Passage shown:
** BEGIN **
Chesapeake Could Fall Further on ITG Report
Jordo is a member of The Motley Fool Blog Network -- entries represent the personal opinion of the blogger and are not formally edited.
ITG Investment Research released a report this week that Chesapeake Energy's (NYSE: CHK) total proved reserves could be as much as 30% lower than the company's own statements. ITG made its estimates based on publicly available information, and indicated that the lower estimate is largely due to a difference of opinion between it and Chesapeake on the speed of production volume declines. However, it capped its report by stating that a significant portion of Chesapeake's reserves "have no positive value." ITG performed the analysis based on requests by institutional investors.
If true, ITG's allegations could open another door to litigation for Chesapeake, which is already fending off more lawsuits than can be kept track of without a list. Its various woes point to a stock that is poised to go lower by the end of this year, and with the recent flip of its support level turning into its new resistance level, the opportunity might be soon. Still, investors should be aware of the up- and downsides of Chesapeake before jumping in, since Chesapeake is the definition of unstable.
A Bright Spot on the Horizon
Plans to export liquid natural gas (LNG) from the Louisiana coast by Cheniere Energy (LNG), the first U.S.-based project of its kind, caused natural gas prices to gain strength last week, and gave natural gas companies like Chesapeake a reason for hope. Cheniere indicated in its announcement that it achieved financing for two trains of the project amounting to $5.4 billion in commitments, allowing its optimistic projection that Cheniere could be exporting 1.1 bcf of LNG per day by the end of 2015. This would not only benefit Chesapeake but its more heavily gas-weighted peers such as Devon Energy (NYSE: DVN) and Encana (ECA). Devon currently has a production split of 60% natural gas and 40% oil and liquefied natural gas.
** END **
Dataset:
** BEGIN **
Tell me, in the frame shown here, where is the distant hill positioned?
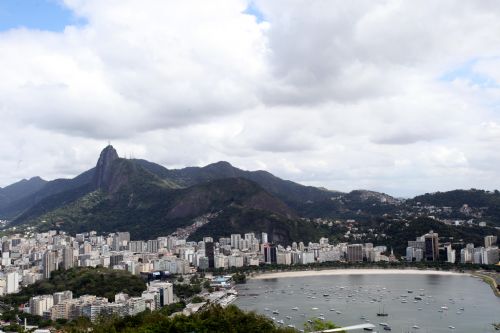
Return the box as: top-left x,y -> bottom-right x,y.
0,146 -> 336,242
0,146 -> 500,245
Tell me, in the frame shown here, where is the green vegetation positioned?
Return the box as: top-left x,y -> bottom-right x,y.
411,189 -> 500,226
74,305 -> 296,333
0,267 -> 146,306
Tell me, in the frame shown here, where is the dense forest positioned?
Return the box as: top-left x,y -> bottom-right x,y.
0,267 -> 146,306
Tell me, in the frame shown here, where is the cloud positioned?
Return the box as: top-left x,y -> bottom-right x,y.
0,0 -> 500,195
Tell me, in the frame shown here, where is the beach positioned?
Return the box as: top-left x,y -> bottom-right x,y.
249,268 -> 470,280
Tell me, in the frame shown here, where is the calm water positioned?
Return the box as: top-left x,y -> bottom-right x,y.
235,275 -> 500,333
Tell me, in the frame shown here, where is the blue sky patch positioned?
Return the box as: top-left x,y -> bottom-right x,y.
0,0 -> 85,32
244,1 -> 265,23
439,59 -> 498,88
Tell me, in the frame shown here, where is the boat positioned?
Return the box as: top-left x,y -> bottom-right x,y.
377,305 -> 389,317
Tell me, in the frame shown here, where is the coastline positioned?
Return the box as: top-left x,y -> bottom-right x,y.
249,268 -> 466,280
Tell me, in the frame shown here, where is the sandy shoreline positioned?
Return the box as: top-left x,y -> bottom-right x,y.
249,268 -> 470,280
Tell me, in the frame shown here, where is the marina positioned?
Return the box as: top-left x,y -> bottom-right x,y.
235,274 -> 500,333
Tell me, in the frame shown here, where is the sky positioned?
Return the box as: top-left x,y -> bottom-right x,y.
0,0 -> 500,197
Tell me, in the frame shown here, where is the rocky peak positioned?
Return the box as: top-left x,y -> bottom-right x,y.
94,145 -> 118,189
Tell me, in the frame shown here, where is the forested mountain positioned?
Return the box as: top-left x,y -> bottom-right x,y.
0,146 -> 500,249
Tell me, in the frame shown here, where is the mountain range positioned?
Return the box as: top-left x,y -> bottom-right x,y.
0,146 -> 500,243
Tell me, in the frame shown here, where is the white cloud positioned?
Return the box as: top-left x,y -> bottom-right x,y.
** END **
Instruction: Reproduce the Chesapeake article verbatim from "If true, ITG's" to "definition of unstable.". The lines are separate from the Chesapeake article and unrelated to it.

Result for this task:
If true, ITG's allegations could open another door to litigation for Chesapeake, which is already fending off more lawsuits than can be kept track of without a list. Its various woes point to a stock that is poised to go lower by the end of this year, and with the recent flip of its support level turning into its new resistance level, the opportunity might be soon. Still, investors should be aware of the up- and downsides of Chesapeake before jumping in, since Chesapeake is the definition of unstable.